[Stated problem 1]
Retype everything in the chromatic number article from "Chromatic Number in" down to "for a graph.".
[Stated problem 2]
Extend the chromatic number article, picking up right after its final line.

Chromatic Number in Java

The chromatic numbers are generally used in the coloring of graph nodes with some constraints. Chromatic Numbers in Java tell the minimum number of unique colors required to color all the nodes of a graph such that any two adjacent nodes do not have the same color. It can be used in many applications. In this section, we will implement the greedy approach to find the chromatic number for a graph.

Steps to Find the Chromatic Numbers

Step 1: Assign the first color to the first node of the graph.

Step 2: Do the following for the remaining N - 1 node.

Consider the currently picked node and assign a color to it with the lowest numbered color. Provided that the color has not been applied on any of the previously colored nodes adjacent to it. If all colors that are previously used appear on the nodes that are adjacent to, assign a new color to it.

Examples of Chromatic Number

Chromatic Number Java Program

The following program is based on the steps defined above.

FileName: Graphs.java

// A Java program that implements the greedy algorithm for the graph coloring
import java.util.LinkedList;
import java.util.*;
import java.io.*;

// The class shows an undirected graph using an adjacency list
public class Graphs
{
private int N; // No. of nodes
private LinkedList<Integer> adjList[]; //Adjacency List

//Constructor
Graphs(int n)
{
N = n;
adjList = new LinkedList[n];
for (int i = 0; i < n; i++)
{
adjList[i] = new LinkedList();
}
}

// Method to create an edge into the graph
// from node x to y and y to x
void addingEdge(int x, int y)

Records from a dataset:
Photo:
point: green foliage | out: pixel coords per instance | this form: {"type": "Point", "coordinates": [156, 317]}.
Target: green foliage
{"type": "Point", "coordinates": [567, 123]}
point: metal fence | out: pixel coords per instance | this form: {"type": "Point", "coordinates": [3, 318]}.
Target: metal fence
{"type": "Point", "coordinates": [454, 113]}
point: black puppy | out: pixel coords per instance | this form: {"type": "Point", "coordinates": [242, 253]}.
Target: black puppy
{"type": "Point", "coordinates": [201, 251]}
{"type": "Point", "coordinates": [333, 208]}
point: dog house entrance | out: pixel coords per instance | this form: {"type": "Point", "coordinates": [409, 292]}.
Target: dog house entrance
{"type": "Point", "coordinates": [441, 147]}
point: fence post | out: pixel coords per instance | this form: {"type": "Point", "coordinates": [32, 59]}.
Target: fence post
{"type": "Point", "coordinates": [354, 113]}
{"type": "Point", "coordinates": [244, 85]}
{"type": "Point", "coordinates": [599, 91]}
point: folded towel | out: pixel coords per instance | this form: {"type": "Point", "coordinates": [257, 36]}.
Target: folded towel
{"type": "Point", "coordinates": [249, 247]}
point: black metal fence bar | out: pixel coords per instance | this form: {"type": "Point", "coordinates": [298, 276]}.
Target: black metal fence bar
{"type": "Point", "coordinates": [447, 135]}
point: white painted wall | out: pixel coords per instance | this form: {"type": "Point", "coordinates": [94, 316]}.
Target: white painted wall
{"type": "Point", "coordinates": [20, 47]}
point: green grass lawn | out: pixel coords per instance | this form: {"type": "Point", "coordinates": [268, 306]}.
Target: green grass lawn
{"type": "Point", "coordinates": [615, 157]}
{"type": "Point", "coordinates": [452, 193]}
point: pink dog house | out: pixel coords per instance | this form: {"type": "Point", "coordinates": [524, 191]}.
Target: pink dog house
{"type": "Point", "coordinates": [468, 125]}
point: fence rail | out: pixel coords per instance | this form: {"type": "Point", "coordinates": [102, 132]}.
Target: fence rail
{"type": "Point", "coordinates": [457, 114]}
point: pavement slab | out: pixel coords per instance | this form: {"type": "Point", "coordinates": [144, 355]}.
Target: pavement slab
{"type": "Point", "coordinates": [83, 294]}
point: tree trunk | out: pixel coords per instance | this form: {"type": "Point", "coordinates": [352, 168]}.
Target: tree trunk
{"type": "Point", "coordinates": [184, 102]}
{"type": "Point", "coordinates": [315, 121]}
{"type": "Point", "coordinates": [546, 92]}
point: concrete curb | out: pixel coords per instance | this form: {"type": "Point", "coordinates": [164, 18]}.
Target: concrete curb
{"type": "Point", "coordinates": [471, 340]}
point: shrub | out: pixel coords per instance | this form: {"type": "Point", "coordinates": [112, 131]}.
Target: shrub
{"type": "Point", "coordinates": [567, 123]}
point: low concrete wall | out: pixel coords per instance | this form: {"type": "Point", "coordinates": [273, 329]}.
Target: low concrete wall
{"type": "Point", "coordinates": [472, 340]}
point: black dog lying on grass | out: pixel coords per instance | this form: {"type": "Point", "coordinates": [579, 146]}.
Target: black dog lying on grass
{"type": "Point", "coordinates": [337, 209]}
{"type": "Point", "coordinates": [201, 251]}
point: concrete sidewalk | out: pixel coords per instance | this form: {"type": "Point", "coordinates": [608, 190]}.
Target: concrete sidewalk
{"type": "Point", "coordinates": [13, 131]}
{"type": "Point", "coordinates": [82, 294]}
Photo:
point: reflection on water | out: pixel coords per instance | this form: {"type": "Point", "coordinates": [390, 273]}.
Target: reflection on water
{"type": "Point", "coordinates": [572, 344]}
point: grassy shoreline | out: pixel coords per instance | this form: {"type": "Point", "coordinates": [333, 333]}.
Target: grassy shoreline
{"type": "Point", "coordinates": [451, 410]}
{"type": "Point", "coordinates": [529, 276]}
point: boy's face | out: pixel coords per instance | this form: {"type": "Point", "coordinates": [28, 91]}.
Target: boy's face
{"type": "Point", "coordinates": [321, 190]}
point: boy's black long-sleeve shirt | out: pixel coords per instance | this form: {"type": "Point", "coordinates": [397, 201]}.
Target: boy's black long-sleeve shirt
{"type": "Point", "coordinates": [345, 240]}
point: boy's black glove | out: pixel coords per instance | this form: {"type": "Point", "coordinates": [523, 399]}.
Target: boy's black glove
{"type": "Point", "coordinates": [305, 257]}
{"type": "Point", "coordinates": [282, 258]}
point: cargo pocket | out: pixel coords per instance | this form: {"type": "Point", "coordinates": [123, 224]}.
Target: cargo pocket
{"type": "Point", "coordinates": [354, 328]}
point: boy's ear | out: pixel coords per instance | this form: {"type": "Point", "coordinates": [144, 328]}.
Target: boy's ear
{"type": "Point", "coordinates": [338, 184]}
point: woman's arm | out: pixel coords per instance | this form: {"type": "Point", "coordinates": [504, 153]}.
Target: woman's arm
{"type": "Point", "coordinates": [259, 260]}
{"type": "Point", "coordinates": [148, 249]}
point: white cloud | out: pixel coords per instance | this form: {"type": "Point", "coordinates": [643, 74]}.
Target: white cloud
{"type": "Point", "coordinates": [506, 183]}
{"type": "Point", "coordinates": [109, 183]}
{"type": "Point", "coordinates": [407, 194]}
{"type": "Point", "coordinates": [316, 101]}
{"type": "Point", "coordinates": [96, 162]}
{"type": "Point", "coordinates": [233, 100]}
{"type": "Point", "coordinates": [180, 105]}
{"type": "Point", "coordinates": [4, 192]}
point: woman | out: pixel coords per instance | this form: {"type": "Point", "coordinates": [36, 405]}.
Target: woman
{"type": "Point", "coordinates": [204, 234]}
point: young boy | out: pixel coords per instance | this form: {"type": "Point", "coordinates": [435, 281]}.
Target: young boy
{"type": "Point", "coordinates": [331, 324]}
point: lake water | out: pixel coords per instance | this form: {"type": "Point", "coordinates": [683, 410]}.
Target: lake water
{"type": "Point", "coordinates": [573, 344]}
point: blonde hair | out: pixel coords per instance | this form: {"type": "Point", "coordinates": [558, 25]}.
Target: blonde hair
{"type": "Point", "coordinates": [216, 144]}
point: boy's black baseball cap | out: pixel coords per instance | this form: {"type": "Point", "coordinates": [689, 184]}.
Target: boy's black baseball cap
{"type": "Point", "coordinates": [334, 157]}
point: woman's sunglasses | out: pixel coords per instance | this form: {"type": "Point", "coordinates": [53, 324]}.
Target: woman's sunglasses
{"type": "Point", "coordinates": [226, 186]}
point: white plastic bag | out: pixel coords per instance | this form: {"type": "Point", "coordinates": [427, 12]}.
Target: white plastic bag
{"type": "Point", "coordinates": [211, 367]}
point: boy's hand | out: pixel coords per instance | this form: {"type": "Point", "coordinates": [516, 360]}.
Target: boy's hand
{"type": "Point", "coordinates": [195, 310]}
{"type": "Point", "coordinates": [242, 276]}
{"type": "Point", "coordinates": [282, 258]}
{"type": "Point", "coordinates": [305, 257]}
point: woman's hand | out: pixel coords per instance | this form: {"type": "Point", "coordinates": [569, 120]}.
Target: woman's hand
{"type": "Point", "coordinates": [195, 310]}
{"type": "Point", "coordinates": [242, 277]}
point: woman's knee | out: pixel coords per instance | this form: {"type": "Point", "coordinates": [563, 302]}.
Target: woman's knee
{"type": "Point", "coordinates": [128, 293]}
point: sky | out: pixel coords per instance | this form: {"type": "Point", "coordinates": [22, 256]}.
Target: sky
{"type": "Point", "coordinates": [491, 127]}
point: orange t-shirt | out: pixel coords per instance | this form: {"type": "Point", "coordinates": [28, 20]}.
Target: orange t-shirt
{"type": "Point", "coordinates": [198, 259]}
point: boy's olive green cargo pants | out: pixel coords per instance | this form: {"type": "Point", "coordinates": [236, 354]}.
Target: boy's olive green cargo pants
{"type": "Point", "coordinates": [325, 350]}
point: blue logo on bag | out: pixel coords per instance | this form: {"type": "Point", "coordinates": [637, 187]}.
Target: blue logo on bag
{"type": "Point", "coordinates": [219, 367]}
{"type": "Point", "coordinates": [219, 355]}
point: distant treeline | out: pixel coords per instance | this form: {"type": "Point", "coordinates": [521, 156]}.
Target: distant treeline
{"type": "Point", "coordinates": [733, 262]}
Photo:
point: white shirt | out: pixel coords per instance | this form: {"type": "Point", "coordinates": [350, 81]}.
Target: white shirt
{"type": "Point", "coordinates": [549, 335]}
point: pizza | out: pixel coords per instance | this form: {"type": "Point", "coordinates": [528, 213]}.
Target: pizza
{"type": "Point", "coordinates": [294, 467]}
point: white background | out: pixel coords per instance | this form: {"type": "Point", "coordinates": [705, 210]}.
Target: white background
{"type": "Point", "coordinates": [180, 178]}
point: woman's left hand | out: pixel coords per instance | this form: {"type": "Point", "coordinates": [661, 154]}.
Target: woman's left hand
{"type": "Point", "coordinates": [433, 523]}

[Right answer 1]
Chromatic Number in Java

The chromatic numbers are generally used in the coloring of graph nodes with some constraints. Chromatic Numbers in Java tell the minimum number of unique colors required to color all the nodes of a graph such that any two adjacent nodes do not have the same color. It can be used in many applications. In this section, we will implement the greedy approach to find the chromatic number for a graph.

[Right answer 2]
{
// The Graph is not directed
adjList[x].add(y);
adjList[y].add(x); 
}


// A method that finds the chromatic number of a graph
void findChromticNo(int arr[])
{
// caculating the size of the array
int size = arr.length;
Set<Integer> hashSet = new HashSet<Integer>();

// iterating over every node and  
// storing its color in the hashset
for(int j = 0; j < size; j++)
{
// hashset only contains unique numbers.
hashSet.add(arr[j]);
}

// finding the chromatic Number of the graph
int chromaticNo = hashSet.size();

System.out.println("The chromatic number of the graph is: " + chromaticNo);

}

// Assigning colors (beginning from 0) to all the nodes and
// displaying the assignment of colors
void greedyColorNodes()
{
int res[] = new int[N];

// Initializing all the vertices as unassigned
Arrays.fill(res, -1);

// Assiging the first color to the first vertex
res[0] = 0;

// A temporary array in order to keep the available colors. A False
// value of the avail[clr] will mean that the color clr has been assigned
// to one of its adjacent nodes
boolean avail[] = new boolean[N];

// In the beginning, all of the colors are available
Arrays.fill(avail, true);

// Assign colors to theh remaining N - 1 nodes
for (int n = 1; n < N; n++)
{
// Processing all the adjacent nodes and flag their colors as unavailable
Iterator<Integer> itr = adjList[n].iterator() ;
while (itr.hasNext())
{
int i = itr.next();
if (res[i] != -1)
	avail[res[i]] = false;
}

// Find the first color that is available
int clr;
for (clr = 0; clr < N; clr++)
{
if (avail[clr])
{
break;
}
}

res[n] = clr; // Assigning the found color

// For the next iteration, resetting the values back to true 
Arrays.fill(avail, true);
}

// printing the result
for (int n = 0; n < N; n++)
{
System.out.println("Node " + n + " ---> Color - " + res[n]);
}
// for finding the chromatic number of the graph
findChromticNo(res);
}
// main method
public static void main(String argvs[])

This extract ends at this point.